PAGE TEXT:
The three women signed up to speak at the board meeting about critical race theory (CRT) and mask mandates on May 11. Tatyana Stepanyuk, Patricia Bellamy, and Melissa MciIwain were concerned about the mask mandates as well as the CRT “being added to the curriculum under orders from Governor Jay Inslee. None of the women were allowed to speak even though the in-person meeting was sparsely attended but broadcast online. The meeting “barely got off the ground before the school superintendent and her underling insisted that Stepanyuk – the only person in the room without a mask – should put on a mask.

Stepanyuk reminded the superintendent that the governor decreed that people with medical and religious exemptions did not need to wear masks. She also noted that every other person in the room was wearing a mask. There should be no problem because they were protected. The officials insisted that Stepanyuk needed to comply with the mask mandates.

Bellamy and MciIwain were both wearing masks and said that they had no problem with Stepanyuk not wearing one. This was their first mistake. They assumed that the school officials were mainly concerned with the transmission of the COVID-19 virus. That was not their main concern.

The superintendent, assistant superintendent, and a board member took turns for more than 20 minutes of standing over Stepanyuk and lecturing her. “Stepanyuk took video of the last eight minutes of the lecture, calmly recited the law, and remarked about how she was sorry that these educators hadn’t educated themselves about the mask law.” Meanwhile, Bellamy and MciIwain were masked up and waiting for their opportunity to speak at the meeting.

The meeting was stopped, and people at the meeting left. The three moms were among those who left. However, they received a call from a parent watching the fiasco on Zoom, who told them that a new meeting was being held. They turned around and went back only to learn that the door was locked.

The women knocked on the door and spoke through an open window, requesting that they be allowed to attend the meeting. Someone closed the window on them. “Bellamy told me on the radio on Friday that for the next 30 minutes the women stood there in disbelief while the people inside, including the board members, ‘laughed at and mocked’ them.”

DATA LISTING:
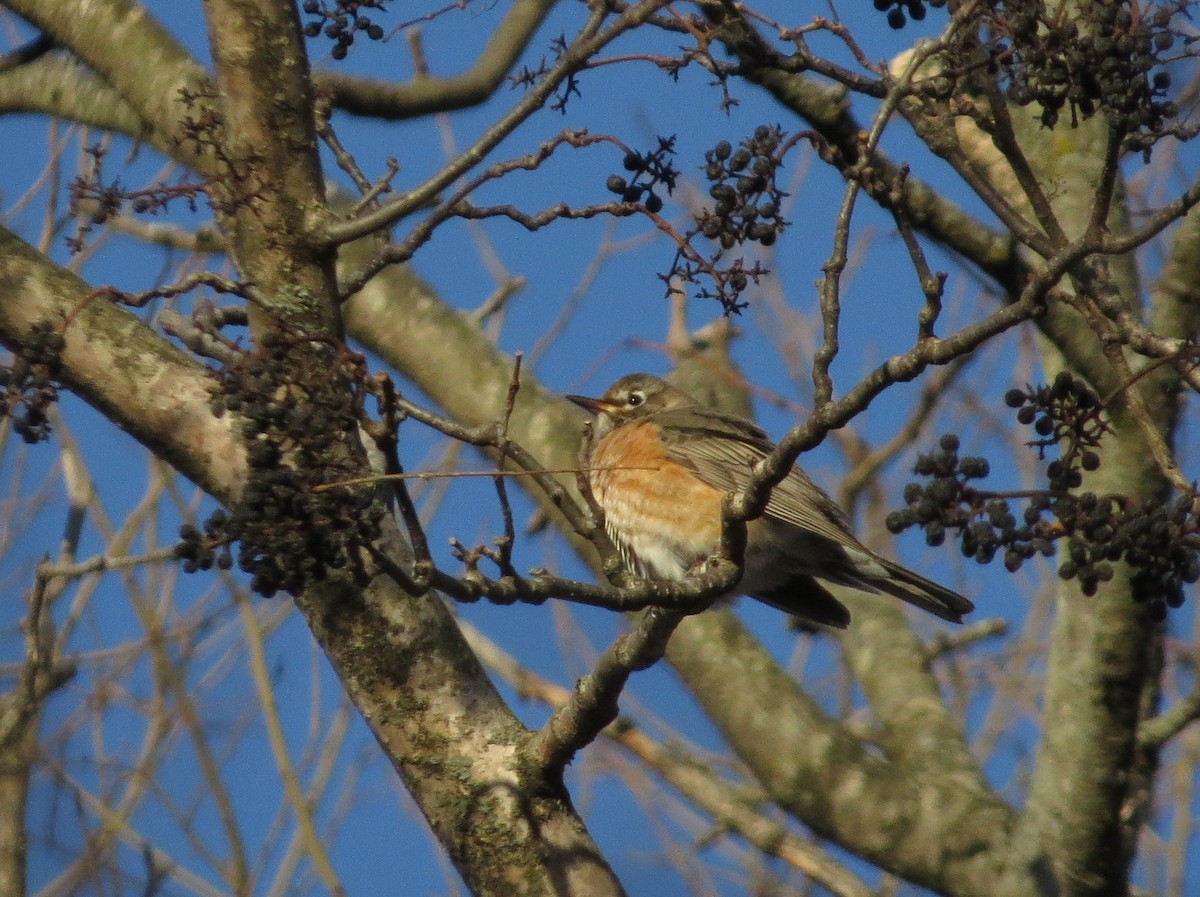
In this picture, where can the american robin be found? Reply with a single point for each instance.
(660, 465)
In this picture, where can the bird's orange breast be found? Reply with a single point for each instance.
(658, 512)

--

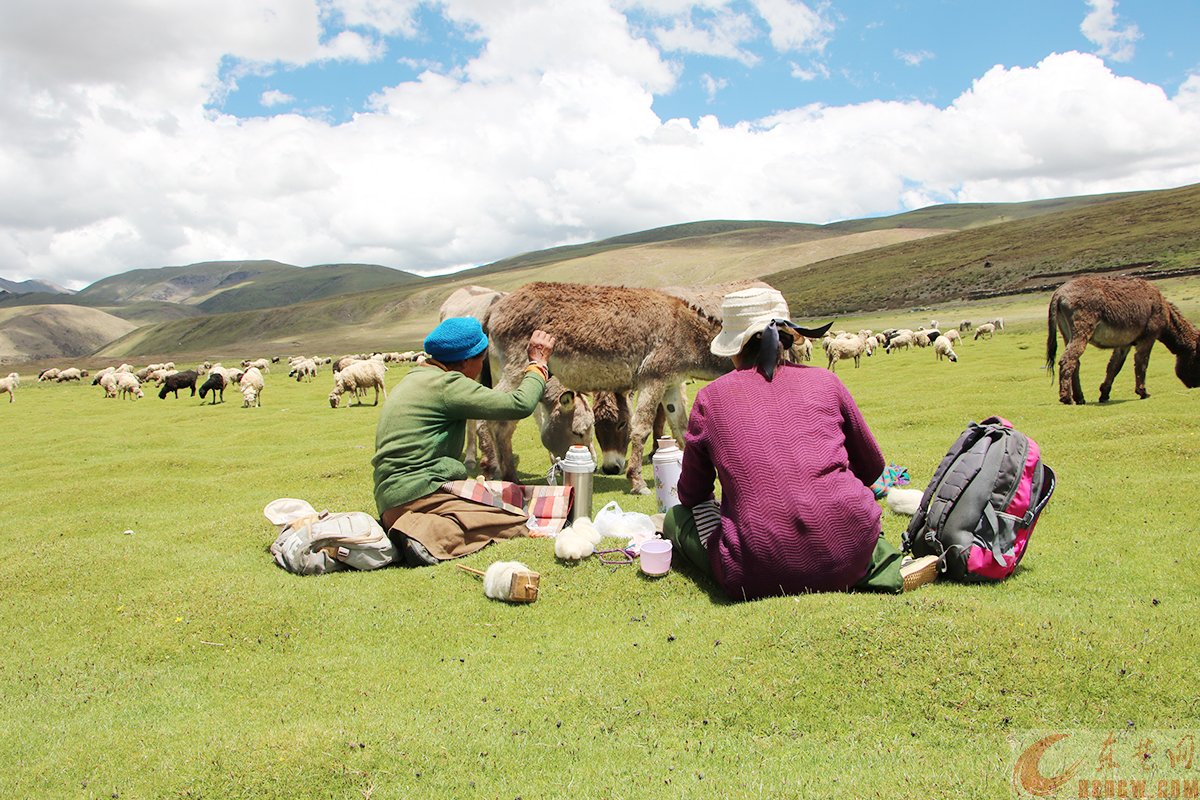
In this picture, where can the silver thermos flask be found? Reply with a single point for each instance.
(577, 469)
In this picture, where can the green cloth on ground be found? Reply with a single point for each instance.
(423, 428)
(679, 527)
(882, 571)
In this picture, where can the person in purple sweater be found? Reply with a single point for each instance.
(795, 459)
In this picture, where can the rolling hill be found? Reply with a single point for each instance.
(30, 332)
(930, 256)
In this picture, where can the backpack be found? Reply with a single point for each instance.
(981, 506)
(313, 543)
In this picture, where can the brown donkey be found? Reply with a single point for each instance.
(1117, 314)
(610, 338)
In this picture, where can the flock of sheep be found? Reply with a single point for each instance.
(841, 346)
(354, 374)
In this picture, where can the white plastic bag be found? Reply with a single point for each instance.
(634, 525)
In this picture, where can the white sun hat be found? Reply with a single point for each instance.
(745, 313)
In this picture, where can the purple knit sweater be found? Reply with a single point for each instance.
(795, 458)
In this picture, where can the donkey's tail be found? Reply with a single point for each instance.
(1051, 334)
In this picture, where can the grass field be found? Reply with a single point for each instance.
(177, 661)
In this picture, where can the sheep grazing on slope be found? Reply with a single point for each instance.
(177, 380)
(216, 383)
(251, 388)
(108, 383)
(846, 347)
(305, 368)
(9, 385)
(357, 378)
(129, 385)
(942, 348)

==

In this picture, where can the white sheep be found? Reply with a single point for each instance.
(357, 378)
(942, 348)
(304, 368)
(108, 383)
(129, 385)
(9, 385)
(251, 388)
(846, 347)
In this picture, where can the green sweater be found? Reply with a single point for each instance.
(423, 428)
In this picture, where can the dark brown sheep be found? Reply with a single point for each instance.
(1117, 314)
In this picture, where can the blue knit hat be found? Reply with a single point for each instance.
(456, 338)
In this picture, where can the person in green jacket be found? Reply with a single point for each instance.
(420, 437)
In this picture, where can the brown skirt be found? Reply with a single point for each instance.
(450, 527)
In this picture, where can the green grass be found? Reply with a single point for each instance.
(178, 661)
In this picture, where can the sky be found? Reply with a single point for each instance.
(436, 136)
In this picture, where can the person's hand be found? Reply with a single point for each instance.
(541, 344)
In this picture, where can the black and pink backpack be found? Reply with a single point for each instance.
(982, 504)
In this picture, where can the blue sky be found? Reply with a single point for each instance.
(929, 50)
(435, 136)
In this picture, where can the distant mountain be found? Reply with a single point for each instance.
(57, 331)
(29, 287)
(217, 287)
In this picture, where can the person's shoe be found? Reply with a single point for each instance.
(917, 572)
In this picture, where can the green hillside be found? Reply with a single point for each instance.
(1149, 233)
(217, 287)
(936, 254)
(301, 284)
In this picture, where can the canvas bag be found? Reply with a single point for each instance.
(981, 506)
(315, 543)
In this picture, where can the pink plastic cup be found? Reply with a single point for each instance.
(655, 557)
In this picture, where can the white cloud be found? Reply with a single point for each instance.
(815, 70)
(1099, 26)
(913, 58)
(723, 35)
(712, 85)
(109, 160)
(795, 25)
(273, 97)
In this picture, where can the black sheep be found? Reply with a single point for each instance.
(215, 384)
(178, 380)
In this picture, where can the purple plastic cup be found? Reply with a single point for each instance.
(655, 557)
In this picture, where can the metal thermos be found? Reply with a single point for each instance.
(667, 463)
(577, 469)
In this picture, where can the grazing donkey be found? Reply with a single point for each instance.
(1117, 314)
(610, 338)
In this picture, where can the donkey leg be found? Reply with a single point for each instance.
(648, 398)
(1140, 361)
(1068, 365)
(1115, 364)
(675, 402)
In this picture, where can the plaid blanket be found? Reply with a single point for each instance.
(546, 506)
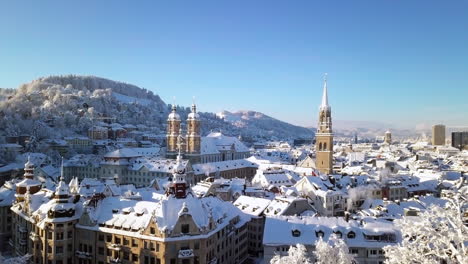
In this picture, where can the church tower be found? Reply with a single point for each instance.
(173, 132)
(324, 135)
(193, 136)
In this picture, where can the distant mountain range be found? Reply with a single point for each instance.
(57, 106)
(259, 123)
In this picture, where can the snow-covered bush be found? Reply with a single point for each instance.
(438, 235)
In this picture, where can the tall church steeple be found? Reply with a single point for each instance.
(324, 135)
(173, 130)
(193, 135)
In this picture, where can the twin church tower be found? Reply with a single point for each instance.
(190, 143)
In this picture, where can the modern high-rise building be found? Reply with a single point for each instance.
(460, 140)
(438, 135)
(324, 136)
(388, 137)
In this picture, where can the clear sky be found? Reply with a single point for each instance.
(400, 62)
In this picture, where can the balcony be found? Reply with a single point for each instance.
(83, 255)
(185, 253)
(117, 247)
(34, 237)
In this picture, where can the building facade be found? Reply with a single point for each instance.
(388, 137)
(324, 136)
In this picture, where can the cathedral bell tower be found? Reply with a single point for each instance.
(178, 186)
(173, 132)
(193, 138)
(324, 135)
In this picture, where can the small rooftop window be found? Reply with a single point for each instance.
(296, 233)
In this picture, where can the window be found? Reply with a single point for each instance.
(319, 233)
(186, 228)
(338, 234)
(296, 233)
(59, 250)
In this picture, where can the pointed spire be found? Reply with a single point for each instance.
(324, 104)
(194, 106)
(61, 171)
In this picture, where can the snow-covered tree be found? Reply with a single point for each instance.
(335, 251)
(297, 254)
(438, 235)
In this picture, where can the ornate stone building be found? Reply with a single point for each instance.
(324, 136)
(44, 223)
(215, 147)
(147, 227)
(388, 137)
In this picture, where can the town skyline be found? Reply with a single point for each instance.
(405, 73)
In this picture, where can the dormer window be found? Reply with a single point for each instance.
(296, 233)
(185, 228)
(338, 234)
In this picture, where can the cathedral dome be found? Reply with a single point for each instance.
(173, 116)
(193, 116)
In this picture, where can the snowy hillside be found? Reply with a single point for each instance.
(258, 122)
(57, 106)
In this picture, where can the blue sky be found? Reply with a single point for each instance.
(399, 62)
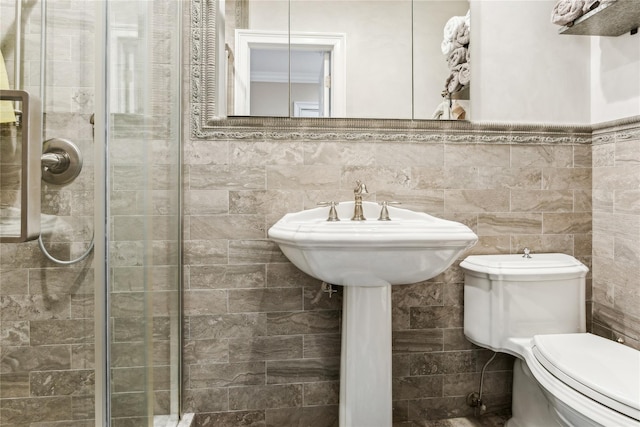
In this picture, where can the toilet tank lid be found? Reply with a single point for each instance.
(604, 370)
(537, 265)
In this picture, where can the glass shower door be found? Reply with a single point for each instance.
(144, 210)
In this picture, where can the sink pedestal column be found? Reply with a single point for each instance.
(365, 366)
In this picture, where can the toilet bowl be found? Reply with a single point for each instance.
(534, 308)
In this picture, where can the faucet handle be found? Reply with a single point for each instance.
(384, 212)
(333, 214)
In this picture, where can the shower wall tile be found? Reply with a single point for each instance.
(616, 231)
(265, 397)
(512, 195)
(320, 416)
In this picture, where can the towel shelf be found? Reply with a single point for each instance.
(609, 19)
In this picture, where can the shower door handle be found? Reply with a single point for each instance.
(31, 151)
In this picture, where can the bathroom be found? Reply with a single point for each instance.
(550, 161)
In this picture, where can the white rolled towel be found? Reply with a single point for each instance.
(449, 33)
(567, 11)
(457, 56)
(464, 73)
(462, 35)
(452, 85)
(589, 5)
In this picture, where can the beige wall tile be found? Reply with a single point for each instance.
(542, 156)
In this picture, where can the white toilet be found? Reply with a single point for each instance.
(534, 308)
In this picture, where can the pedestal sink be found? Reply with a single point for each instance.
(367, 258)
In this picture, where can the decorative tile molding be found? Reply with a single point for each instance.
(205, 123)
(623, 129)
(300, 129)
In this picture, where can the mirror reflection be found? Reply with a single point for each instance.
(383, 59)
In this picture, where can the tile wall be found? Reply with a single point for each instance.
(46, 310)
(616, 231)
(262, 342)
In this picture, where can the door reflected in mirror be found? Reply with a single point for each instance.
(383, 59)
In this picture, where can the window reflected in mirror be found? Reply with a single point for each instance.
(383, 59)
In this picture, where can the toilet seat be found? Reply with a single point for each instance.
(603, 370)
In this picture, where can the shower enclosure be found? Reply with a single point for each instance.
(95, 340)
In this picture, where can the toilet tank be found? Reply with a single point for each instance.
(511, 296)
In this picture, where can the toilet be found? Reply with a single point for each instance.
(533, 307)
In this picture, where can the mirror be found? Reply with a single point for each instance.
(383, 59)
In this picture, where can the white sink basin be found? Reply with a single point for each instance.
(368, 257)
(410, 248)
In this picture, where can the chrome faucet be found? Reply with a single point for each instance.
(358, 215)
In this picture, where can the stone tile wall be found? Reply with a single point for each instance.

CHECK YOUR UNDERSTANDING:
1. In the account of the school board meeting, for how long did the officials take turns lecturing Stepanyuk?
2. Carry on the account of the school board meeting from where it stops, after Bellamy's description of the women being laughed at and mocked.

ANSWERS PER TASK:
1. For more than 20 minutes.

2.
Someone used sidewalk chalk to write words – such as “illegal” -- on the sidewalks, windows, and the car of one of the officials. The next thing that the women knew, a local police officer was and cited all of them for trespassing and Stepanyuk for disorderly conduct. The district website stated the next day that the “board members said they “will not tolerate the acts of vandalism, disorderly conduct or intimidation.”

The mothers were not trying to intimidate anyone, and it was not the mothers who interrupted the meeting. “You need only look at the superintendent and the board who disrupted their own meeting to browbeat a mom, who had the law on her side, in a vain attempt to force compliance…. If they had left her alone, they could have proceeded with the meeting” and there would not have been any vandalism.

And now, because of the trespassing citation, the single mothers were instructed that they could be arrested and cited for burglary if they show up on district property to pick up their children from school or go to their children’s athletic events. MciIwain would risk arrest going to her children’s graduations from kindergarten and fifth grade.

All this action came about because the three mothers had some concerns that they wanted to address at a local school board meeting. The women are not going away quietly. MciIwain and Bellamy created a website called Washougal Moms to get their story out. They are also seeking donations to pay legal bills because they believe that they were defamed by the school district in the local newspaper. They held a rally to draw attention to the issue and said that they have already found candidates for the school board. They are also looking for a civil rights attorney to sue the district. They may have a good case.

An attorney with the Freedom Foundation, which is already combating the state’s mask mandates, says there may have been violations of state open meeting laws and civil rights violations.

            You never know when you might open a can of worms by simply signing up to speak at a public meeting. The results of this case should be interesting.